**Zadanie:**
Proszę dokładnie skopiować z tekstu o remake'ach gier część zaczynającą się od „Dotychczas myślałem, że” i kończącą na „się z Ubisoftem.”.

**Fragment tekstu:**
—————

Drogi Ubisoft, tak wygląda Remake – Demon’s Souls ośmiesza Prince of Persia
Słowo remake w grach Demon’s Souls i Prince of Persia: Sands of Time ma różne znaczenie. W przypadku Ubisoftu, to tylko placebo podane umierającej marce.
Dotychczas myślałem, że mistrzem w sprawianiu sobie złej reklamy jest Epic Games Store. Polityka tego sklepu jest delikatnie mówiąc niezbyt sprawiedliwa wobec graczy. Jednak na świecie istnieje zło znacznie potężniejsze. Ma oczy, ręce i głęboki portfel. Zarabia na naiwnych użytkownikach, którzy liczą na zakup produkcji przyjemnej wizualnie i konkretnej w treści. Imię tej bestii znane jest nam od kilkudziesięciu lat, ale dopiero teraz zaczynamy zauważać jej złowrogie macki. Nie sprawia nam bólu fizycznego, a jednak podsuwa truciznę, wypełnioną pustymi obietnicami, które wewnętrznie ranią. O kim mowa? Przywitajcie się z Ubisoftem.

—————

**Wymienione wiersze:**
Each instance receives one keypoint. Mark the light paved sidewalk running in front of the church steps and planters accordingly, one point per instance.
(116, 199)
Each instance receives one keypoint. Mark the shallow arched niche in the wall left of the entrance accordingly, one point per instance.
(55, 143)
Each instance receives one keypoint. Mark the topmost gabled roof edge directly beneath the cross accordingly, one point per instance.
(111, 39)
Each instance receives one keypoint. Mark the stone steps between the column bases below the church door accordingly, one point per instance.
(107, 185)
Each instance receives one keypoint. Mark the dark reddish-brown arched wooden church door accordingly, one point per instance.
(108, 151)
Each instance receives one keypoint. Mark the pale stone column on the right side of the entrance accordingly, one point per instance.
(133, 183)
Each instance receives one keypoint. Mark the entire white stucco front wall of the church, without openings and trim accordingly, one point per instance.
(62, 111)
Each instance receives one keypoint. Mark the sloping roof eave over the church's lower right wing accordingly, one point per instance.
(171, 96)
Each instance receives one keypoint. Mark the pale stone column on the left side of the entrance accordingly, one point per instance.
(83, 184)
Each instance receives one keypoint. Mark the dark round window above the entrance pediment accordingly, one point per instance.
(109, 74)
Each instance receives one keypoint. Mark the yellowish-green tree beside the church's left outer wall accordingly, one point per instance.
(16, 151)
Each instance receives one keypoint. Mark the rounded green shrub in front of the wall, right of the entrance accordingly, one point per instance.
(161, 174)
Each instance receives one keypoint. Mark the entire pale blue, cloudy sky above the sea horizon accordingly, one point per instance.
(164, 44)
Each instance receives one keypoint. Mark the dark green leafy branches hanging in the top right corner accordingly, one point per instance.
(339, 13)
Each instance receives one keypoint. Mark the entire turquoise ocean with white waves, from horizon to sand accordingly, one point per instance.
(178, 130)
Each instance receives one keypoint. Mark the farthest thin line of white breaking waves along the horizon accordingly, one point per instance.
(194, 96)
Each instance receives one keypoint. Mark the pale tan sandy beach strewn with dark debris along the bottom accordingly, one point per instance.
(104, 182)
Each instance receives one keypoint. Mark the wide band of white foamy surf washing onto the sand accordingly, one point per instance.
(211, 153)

—————

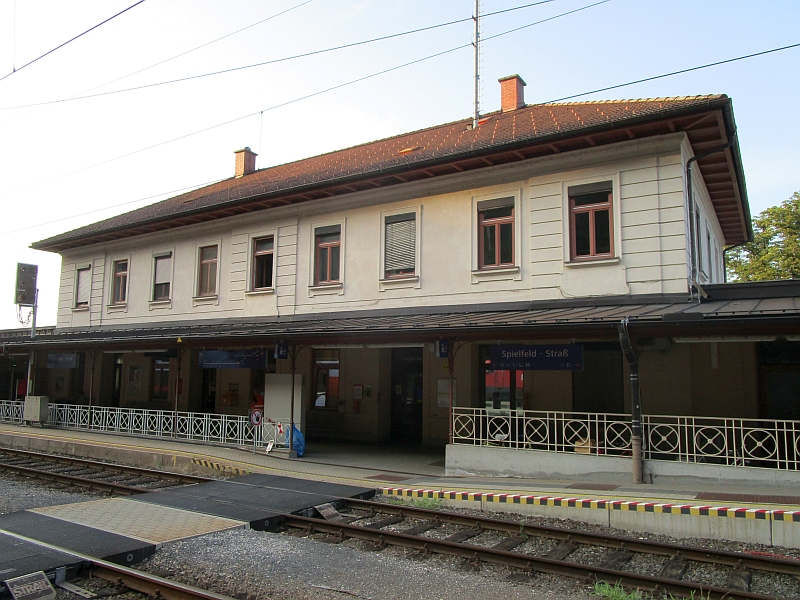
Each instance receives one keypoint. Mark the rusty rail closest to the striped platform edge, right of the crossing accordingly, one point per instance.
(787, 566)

—————

**Pole odpowiedzi:**
Dotychczas myślałem, że mistrzem w sprawianiu sobie złej reklamy jest Epic Games Store. Polityka tego sklepu jest delikatnie mówiąc niezbyt sprawiedliwa wobec graczy. Jednak na świecie istnieje zło znacznie potężniejsze. Ma oczy, ręce i głęboki portfel. Zarabia na naiwnych użytkownikach, którzy liczą na zakup produkcji przyjemnej wizualnie i konkretnej w treści. Imię tej bestii znane jest nam od kilkudziesięciu lat, ale dopiero teraz zaczynamy zauważać jej złowrogie macki. Nie sprawia nam bólu fizycznego, a jednak podsuwa truciznę, wypełnioną pustymi obietnicami, które wewnętrznie ranią. O kim mowa? Przywitajcie się z Ubisoftem.